# RECORDS FOR THE EXERCISE
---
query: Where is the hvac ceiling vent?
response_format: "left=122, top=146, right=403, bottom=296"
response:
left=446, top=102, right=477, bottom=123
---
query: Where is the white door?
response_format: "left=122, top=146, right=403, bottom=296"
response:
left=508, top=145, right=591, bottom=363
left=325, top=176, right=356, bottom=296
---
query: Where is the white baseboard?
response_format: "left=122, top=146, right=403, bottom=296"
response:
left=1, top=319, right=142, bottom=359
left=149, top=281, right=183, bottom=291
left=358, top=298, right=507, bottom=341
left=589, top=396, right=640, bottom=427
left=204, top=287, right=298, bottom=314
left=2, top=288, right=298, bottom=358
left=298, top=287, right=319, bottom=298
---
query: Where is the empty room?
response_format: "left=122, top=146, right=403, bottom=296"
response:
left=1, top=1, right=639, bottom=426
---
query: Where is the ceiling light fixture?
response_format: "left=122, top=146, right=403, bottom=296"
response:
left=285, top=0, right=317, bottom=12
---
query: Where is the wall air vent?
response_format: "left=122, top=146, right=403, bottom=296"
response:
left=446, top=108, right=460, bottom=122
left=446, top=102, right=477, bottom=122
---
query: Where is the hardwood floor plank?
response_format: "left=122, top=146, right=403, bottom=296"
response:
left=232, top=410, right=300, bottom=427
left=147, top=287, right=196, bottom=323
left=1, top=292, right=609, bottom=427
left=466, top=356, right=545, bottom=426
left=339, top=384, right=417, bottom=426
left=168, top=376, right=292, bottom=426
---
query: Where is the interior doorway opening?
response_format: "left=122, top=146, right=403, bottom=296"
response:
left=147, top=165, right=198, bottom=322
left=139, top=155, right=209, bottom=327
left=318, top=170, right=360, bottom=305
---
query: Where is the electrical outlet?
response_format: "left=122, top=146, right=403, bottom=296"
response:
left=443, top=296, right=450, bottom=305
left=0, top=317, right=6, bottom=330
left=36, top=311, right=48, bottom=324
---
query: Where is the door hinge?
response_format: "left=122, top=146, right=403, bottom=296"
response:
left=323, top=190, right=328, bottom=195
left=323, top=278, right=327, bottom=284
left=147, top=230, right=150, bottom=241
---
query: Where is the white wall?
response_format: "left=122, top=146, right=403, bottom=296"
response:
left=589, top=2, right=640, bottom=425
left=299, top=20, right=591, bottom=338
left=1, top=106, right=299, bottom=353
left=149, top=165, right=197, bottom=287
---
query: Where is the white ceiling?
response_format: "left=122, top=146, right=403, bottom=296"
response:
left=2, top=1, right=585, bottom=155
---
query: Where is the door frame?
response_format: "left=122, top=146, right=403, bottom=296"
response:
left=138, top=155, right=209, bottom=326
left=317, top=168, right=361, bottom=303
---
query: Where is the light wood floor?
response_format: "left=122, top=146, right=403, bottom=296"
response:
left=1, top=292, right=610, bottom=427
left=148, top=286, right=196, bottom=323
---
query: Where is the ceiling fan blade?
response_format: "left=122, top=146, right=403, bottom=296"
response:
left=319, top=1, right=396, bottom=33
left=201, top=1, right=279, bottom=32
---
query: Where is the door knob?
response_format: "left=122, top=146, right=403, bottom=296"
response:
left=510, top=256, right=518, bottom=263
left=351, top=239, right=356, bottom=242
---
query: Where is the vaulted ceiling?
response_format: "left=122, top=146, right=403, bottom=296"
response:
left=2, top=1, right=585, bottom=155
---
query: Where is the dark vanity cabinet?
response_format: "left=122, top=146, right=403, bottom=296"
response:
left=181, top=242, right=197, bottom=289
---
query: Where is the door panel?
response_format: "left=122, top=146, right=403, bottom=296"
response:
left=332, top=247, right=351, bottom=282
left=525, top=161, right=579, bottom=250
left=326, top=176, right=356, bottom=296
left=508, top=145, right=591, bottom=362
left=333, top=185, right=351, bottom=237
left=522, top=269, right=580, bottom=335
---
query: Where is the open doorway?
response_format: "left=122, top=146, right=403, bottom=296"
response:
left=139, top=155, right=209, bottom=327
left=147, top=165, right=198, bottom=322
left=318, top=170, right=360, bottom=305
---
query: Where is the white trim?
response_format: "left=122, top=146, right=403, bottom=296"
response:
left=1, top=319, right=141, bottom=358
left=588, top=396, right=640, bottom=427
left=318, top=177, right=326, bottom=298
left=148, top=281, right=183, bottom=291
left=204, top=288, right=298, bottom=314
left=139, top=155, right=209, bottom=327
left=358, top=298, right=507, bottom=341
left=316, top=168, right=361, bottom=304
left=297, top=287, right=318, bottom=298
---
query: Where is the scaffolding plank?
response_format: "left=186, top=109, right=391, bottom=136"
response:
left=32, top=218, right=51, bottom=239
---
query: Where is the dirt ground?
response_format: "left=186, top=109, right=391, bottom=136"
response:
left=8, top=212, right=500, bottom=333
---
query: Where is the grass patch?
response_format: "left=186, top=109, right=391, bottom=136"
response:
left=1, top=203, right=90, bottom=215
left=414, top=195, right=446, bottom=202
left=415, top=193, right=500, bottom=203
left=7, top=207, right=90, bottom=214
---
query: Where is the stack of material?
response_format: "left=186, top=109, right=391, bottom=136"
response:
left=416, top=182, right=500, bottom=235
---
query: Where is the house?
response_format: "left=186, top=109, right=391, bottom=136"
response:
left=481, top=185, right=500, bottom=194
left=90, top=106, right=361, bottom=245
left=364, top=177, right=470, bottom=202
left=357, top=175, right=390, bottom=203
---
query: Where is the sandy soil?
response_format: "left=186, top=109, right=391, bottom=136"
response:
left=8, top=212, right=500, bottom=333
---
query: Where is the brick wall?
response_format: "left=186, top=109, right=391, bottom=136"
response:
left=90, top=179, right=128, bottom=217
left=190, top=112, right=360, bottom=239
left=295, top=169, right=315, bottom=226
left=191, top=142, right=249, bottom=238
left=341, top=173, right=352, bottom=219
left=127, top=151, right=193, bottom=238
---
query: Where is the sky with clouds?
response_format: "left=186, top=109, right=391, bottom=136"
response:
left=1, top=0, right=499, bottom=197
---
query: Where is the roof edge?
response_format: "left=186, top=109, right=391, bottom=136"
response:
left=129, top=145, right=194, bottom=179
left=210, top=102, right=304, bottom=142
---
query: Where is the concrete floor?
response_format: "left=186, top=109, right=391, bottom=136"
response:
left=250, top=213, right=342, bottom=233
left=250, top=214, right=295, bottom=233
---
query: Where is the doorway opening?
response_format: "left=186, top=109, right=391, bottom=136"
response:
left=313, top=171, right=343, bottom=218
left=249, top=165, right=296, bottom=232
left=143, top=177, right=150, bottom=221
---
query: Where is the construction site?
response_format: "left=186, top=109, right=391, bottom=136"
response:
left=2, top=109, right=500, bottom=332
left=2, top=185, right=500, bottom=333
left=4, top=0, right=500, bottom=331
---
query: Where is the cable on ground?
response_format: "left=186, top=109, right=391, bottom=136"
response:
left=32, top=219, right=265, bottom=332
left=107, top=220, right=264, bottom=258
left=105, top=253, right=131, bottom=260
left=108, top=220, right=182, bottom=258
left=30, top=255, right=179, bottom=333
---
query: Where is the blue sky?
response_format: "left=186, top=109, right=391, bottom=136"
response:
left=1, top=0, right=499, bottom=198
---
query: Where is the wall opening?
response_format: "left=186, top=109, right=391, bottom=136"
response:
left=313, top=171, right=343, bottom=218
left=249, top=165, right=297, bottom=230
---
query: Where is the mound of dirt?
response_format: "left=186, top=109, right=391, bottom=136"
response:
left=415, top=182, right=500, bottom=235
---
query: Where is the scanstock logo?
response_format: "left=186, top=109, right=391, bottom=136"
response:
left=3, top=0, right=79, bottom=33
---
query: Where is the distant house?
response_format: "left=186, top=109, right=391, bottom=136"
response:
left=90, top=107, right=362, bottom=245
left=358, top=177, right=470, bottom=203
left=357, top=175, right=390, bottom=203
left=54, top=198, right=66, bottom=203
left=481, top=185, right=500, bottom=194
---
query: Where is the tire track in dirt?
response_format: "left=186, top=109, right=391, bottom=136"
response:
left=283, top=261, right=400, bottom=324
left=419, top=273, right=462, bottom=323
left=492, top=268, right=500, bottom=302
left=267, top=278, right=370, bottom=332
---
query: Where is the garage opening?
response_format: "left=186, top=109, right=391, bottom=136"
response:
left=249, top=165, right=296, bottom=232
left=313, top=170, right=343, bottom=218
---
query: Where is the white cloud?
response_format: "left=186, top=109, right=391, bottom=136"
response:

# WORK ITEM
Say how many lines in the records hold the string "doorway". Give no other words.

# THE COMPLETED TASK
3